Aanwijsitems voor benoemde objecten:
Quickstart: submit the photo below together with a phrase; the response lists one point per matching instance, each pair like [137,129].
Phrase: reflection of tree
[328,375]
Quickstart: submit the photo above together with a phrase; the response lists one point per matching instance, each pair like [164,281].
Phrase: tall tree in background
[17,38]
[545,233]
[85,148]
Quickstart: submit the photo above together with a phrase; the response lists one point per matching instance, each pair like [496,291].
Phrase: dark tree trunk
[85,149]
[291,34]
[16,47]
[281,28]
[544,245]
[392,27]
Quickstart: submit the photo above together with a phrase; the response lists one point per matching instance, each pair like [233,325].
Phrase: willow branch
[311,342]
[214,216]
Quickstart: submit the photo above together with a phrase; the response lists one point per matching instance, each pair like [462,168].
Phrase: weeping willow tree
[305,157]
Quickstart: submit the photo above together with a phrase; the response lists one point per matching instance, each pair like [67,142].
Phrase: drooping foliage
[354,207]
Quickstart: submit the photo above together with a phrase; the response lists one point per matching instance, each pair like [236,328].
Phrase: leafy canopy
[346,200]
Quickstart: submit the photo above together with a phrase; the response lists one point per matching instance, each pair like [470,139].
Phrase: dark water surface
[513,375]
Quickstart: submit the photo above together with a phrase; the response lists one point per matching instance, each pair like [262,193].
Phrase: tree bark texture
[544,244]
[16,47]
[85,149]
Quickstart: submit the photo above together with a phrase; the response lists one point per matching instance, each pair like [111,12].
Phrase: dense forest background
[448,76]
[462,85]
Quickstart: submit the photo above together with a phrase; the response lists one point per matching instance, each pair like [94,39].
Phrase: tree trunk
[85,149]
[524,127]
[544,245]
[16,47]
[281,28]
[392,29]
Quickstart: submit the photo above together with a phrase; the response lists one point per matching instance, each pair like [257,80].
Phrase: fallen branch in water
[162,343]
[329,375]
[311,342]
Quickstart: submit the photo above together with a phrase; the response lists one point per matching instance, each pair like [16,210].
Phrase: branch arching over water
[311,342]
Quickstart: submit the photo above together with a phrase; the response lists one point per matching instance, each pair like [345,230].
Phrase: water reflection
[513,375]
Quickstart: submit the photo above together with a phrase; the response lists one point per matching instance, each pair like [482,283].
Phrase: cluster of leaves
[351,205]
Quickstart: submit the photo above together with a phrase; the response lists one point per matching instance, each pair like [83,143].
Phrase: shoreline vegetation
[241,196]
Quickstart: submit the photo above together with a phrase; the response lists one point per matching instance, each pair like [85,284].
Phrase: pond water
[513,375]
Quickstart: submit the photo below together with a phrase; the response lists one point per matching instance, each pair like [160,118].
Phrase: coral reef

• [JE OPDRACHT]: Geef alle bovenstaande records alsjeblieft ongewijzigd weer.

• [OPLOSSING]:
Quickstart: submit the photo below together with a phrase; the response lists one point per matching instance, each pair like [137,129].
Phrase: reflection of tree
[328,375]
Quickstart: submit the photo above together with a phrase; the response lists one point per matching instance, each pair like [164,281].
Phrase: tall tree in background
[17,38]
[545,233]
[85,148]
Quickstart: submit the photo above together with a phrase; the response lists one point per matching instance, each pair like [496,291].
Phrase: dark tree trunk
[85,149]
[291,34]
[16,47]
[281,28]
[544,245]
[392,27]
Quickstart: submit the photo above together with a phrase; the response lists one point per matching instance, each pair like [233,325].
Phrase: willow branch
[311,342]
[214,216]
Quickstart: submit the photo above together with a phrase; the response lists one point per matching instance, each pair like [462,168].
Phrase: weeping willow tree
[305,157]
Quickstart: submit the photo above together with a phrase; the response lists one point per matching instance, each pair like [67,142].
Phrase: drooping foliage
[354,207]
Quickstart: submit the photo above together with a phrase; the response lists one point per matching instance, each pair like [236,328].
Phrase: leafy canopy
[346,200]
Quickstart: submit the photo above together with a phrase; the response lists one point per matching instance, each pair like [470,139].
Phrase: dark water surface
[513,375]
Quickstart: submit the photo above together with a phrase; the response lists one point per matching instance, each pair like [262,193].
Phrase: tree bark texture
[544,244]
[16,47]
[85,149]
Quickstart: submit the photo above together with a phrase; the response lists one point per matching instance, each pair like [111,12].
Phrase: dense forest background
[448,76]
[462,85]
Quickstart: submit the photo above together with a phrase; the response lists one point per matching instance, each pair like [94,39].
Phrase: tree trunk
[85,149]
[524,127]
[544,245]
[16,47]
[281,28]
[392,29]
Quickstart: submit the photo above together with a phrase; the response lists one point per matching instance, each pair like [257,80].
Phrase: fallen branch in water
[162,343]
[329,375]
[311,342]
Quickstart: submit the photo above together with a phrase; the response lists one point per matching instance, each pair like [16,210].
Phrase: branch arching over water
[311,342]
Quickstart: submit the photo above together with a phrase; the response lists one point per matching instance, each pair like [345,230].
Phrase: water reflection
[513,375]
Quickstart: submit the photo above together with a phrase; the response lists one point per matching instance, each pair like [482,283].
Phrase: cluster of leaves
[351,205]
Quickstart: submit the photo above together with a phrase; the response lists one point per matching instance, each pair like [83,143].
Phrase: shoreline vegetation
[241,196]
Quickstart: submit the photo above together with a phrase; the response lists one point per matching instance, each pair like [85,284].
Phrase: pond water
[513,375]
Quickstart: submit the photo below together with a phrase; the response lists one point per matching instance, each pair like [160,118].
Phrase: coral reef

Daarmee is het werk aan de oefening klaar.